Stored data:
* * * * * * *

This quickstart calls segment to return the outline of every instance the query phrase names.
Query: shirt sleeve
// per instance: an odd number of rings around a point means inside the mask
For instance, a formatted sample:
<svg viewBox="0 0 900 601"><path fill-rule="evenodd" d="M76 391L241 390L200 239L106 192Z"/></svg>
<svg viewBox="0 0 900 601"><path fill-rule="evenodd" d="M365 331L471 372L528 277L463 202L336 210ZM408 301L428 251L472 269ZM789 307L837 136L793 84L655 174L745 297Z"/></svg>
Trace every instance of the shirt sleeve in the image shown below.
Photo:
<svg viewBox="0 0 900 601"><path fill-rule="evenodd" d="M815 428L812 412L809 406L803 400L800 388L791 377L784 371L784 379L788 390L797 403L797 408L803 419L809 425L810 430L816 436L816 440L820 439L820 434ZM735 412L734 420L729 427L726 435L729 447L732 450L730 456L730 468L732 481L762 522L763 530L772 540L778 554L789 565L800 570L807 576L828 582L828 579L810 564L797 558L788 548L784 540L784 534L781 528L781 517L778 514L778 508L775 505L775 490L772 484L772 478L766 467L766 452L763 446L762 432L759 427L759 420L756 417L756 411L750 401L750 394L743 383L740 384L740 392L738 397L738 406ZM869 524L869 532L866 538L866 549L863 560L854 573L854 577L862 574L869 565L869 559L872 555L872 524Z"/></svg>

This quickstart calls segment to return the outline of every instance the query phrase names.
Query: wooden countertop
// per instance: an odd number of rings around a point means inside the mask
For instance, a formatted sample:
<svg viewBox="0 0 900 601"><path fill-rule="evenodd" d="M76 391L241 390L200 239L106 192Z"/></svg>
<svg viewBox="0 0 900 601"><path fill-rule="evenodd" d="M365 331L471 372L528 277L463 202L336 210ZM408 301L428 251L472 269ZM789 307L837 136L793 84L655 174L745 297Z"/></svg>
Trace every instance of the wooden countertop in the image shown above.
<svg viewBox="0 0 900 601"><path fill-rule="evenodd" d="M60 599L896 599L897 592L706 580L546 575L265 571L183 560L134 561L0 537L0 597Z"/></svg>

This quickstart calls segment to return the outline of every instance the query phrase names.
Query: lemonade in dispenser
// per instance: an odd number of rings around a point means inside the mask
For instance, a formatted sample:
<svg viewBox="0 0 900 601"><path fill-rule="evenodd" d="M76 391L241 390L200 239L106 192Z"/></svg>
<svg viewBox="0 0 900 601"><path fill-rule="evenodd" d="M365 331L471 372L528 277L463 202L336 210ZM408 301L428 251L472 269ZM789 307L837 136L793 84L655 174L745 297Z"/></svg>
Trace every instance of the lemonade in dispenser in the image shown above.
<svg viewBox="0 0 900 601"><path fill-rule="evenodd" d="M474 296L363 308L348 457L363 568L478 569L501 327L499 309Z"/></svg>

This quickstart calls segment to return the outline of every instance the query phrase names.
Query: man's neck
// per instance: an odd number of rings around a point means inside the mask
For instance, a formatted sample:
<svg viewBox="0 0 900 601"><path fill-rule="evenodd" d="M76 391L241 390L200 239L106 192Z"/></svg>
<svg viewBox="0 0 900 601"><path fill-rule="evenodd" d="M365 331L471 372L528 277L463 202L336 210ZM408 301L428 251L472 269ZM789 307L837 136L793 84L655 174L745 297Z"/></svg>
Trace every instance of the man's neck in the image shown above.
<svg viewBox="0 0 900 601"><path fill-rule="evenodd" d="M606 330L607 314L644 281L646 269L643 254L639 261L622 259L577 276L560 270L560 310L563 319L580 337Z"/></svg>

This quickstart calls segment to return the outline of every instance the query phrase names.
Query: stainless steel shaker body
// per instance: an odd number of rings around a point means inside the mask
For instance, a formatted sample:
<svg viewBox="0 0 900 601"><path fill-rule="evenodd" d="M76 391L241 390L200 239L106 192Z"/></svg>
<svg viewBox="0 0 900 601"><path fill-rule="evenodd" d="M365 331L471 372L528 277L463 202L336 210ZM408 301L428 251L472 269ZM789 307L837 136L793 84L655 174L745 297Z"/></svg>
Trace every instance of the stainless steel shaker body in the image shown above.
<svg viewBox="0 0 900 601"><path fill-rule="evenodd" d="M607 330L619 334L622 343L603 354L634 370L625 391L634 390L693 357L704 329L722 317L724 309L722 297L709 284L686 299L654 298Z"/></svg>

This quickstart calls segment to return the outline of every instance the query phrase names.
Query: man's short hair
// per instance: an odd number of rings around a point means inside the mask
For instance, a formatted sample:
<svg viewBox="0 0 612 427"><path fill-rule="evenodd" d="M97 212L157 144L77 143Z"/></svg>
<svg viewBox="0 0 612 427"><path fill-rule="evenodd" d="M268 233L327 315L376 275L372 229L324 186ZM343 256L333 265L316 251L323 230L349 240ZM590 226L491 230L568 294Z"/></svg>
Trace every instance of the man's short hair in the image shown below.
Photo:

* * * * * * *

» **EXERCISE INSTRUCTIONS**
Retype each record. Keep every character as it is.

» **TASK RESPONSE**
This quickstart calls segment to return the outline of every instance the query phrase names.
Query: shirt sleeve
// per instance: an odd number of rings around a point means inside the mask
For instance, a formatted sample:
<svg viewBox="0 0 900 601"><path fill-rule="evenodd" d="M76 391L241 390L200 239L106 192Z"/></svg>
<svg viewBox="0 0 900 601"><path fill-rule="evenodd" d="M365 331L471 372L528 277L463 202L336 210ZM408 301L428 251L472 269ZM789 307L837 136L793 84L655 174L745 297Z"/></svg>
Trace every instance of the shirt sleeve in the image shown below.
Photo:
<svg viewBox="0 0 900 601"><path fill-rule="evenodd" d="M815 428L812 412L809 406L803 400L800 388L791 377L784 371L784 379L788 390L797 403L797 408L803 419L809 425L810 430L816 436L816 440L820 439L820 434ZM735 412L734 420L729 427L726 435L729 447L732 450L730 456L730 468L732 481L762 522L763 530L772 540L778 554L789 565L800 570L807 576L828 582L828 579L810 564L797 558L788 548L784 540L784 534L781 528L781 517L778 514L778 508L775 505L775 490L772 484L772 478L766 467L766 452L763 446L762 432L759 427L759 420L756 417L756 411L750 401L750 394L743 383L740 384L740 392L738 397L738 406ZM869 524L869 532L866 538L866 549L863 560L854 573L854 577L862 574L869 565L869 559L872 555L872 524Z"/></svg>

This quickstart calls segment to return the outline of every instance the query phrase names.
Query: wooden countertop
// per instance: an odd number of rings around a point means inside the mask
For instance, a formatted sample:
<svg viewBox="0 0 900 601"><path fill-rule="evenodd" d="M76 391L241 390L200 239L106 192Z"/></svg>
<svg viewBox="0 0 900 601"><path fill-rule="evenodd" d="M365 331L471 372L528 277L463 202L336 210ZM408 301L428 251L472 269ZM789 307L837 136L793 84L655 174L745 297Z"/></svg>
Trace every instance of the wooden countertop in the image shown above.
<svg viewBox="0 0 900 601"><path fill-rule="evenodd" d="M60 599L896 599L897 592L706 580L546 575L265 571L183 560L134 561L0 537L0 597Z"/></svg>

This quickstart calls segment to return the outline of every instance the query phrase names.
Query: lemonade in dispenser
// per instance: an odd number of rings around a point means inside the mask
For instance, a formatted sample:
<svg viewBox="0 0 900 601"><path fill-rule="evenodd" d="M76 391L241 390L200 239L106 192Z"/></svg>
<svg viewBox="0 0 900 601"><path fill-rule="evenodd" d="M365 331L471 372L528 277L463 202L336 210ZM408 301L428 251L472 269ZM789 307L837 136L793 84L655 174L745 297Z"/></svg>
Trace every instance of the lemonade in dispenser in the image shown above.
<svg viewBox="0 0 900 601"><path fill-rule="evenodd" d="M474 296L363 308L348 457L363 568L478 569L501 327L499 309Z"/></svg>

This quickstart calls segment to return the outline of every instance the query phrase names.
Query: man's neck
// per instance: an odd number of rings around a point means inside the mask
For instance, a formatted sample:
<svg viewBox="0 0 900 601"><path fill-rule="evenodd" d="M76 391L241 390L200 239L106 192Z"/></svg>
<svg viewBox="0 0 900 601"><path fill-rule="evenodd" d="M365 331L471 372L528 277L463 202L336 210ZM408 301L428 251L472 269ZM789 307L837 136L793 84L655 174L745 297Z"/></svg>
Trace every instance of the man's neck in the image shown above.
<svg viewBox="0 0 900 601"><path fill-rule="evenodd" d="M606 330L607 314L644 281L646 269L643 254L639 261L622 259L577 276L560 270L560 310L563 319L580 337Z"/></svg>

This quickstart calls segment to return the outline of every instance the query phrase names.
Query: stainless steel shaker body
// per instance: an odd number of rings around a point means inside the mask
For instance, a formatted sample:
<svg viewBox="0 0 900 601"><path fill-rule="evenodd" d="M76 391L241 390L200 239L106 192Z"/></svg>
<svg viewBox="0 0 900 601"><path fill-rule="evenodd" d="M365 331L471 372L528 277L463 202L336 210ZM408 301L428 251L472 269ZM789 307L837 136L793 84L655 174L745 297Z"/></svg>
Trace every instance of the stainless steel shaker body in the image shown above.
<svg viewBox="0 0 900 601"><path fill-rule="evenodd" d="M607 330L619 334L622 343L603 354L634 370L625 391L634 390L693 357L704 329L722 317L724 309L722 297L709 284L686 299L654 298Z"/></svg>

This quickstart calls segment to return the outline of every instance the query phrase names.
Query: man's short hair
// per instance: an odd number of rings around a point means inside the mask
For instance, a formatted sample:
<svg viewBox="0 0 612 427"><path fill-rule="evenodd" d="M97 212L157 144L77 143Z"/></svg>
<svg viewBox="0 0 612 427"><path fill-rule="evenodd" d="M268 233L327 315L376 275L372 229L324 186ZM343 256L333 265L316 251L323 230L349 240ZM590 226L491 230L568 294Z"/></svg>
Trace every instance of the man's short hair in the image shown below.
Photo:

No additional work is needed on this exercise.